§ Document section
++++++

Similarly, an instance inherits attributes from its class
definition. Typically, a subclass adds functionality, such as
additional variables or methods, although in some cases the
subclass overrides variables and/or methods of its superclass. For
example, a class may be defined for "vehicle," which includes
variables for "weight" and "number_of_wheels" and might include a
method for "accelerate," which takes as an input a distance a gas
pedal has been depressed. Instances of the class may be objects
that represent various cars and trucks. A subclass may be defined
for "crane," which might add variables for "max_lift_weight" and
"max_lift_height" and possibly methods that can be invoked to
perform functions, such as raising or lowering a load.
[0065] Predecessor relationships are unrelated to class-subclass
relationships. Predecessor relationships are not known from the
object-oriented paradigm; they were conceived by the inventor of
the present Application for purposes described in the Application.
A predecessor relationship does not imply inheritance. Functional
dependencies are not inheritances. A predecessor object does not
automatically inherit properties (variables) or methods from its
dependent object, or vise-versa. Instead, if a parameter of a
predecessor design object or one or more of its subordinate objects
changes, one or more parameters of the dependent design object or
one or more of its subordinate objects should be recomputed.

++++++

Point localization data
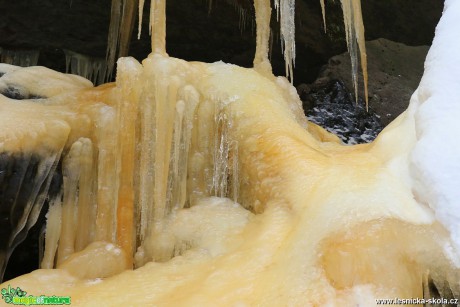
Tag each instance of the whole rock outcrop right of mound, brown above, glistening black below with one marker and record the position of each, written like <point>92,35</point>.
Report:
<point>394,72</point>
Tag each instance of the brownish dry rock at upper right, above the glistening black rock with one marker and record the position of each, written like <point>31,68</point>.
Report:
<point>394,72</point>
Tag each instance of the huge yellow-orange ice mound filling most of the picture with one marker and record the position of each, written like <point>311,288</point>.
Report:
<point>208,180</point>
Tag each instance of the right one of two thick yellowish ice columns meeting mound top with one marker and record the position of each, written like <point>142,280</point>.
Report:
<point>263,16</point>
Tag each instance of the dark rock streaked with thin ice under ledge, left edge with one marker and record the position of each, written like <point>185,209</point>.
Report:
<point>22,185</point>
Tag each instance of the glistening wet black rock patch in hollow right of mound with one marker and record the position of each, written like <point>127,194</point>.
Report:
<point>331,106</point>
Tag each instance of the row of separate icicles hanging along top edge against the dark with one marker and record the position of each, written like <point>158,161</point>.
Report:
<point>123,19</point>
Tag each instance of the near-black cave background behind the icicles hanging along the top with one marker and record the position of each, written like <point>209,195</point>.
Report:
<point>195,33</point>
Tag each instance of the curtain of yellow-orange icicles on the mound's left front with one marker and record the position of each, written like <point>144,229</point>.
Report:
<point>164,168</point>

++++++

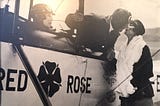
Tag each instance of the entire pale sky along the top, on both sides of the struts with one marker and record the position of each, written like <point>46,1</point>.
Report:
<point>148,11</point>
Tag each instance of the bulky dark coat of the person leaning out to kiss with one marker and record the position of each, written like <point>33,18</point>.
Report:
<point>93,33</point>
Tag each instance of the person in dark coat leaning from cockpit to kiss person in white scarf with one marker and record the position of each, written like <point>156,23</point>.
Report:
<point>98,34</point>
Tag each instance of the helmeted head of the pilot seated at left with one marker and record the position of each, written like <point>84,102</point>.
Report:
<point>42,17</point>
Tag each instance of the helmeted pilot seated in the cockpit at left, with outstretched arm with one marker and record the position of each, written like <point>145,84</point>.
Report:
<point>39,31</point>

++++++

§ Required tasks
**A)** From the passage on class and predecessor relationships, copy verbatim the stretch from "[0065] Predecessor relationships" through "in the Application.".
**B)** Decide whether each statement agrees with the passage on class and predecessor relationships, answering yes or no and quoting the deciding words: (i) Instances of the vehicle class may represent cars and trucks. (ii) Predecessor relationships are known from the object-oriented paradigm. (iii) A predecessor object automatically inherits methods from its dependent object.

§ Responses to the tasks
**A)**
[0065] Predecessor relationships are unrelated to class-subclass
relationships. Predecessor relationships are not known from the
object-oriented paradigm; they were conceived by the inventor of
the present Application for purposes described in the Application.

**B)**
(i) Yes: "Instances of the class may be objects that represent various cars and trucks."
(ii) No: "Predecessor relationships are not known from the object-oriented paradigm"
(iii) No: "A predecessor object does not automatically inherit properties (variables) or methods from its dependent object"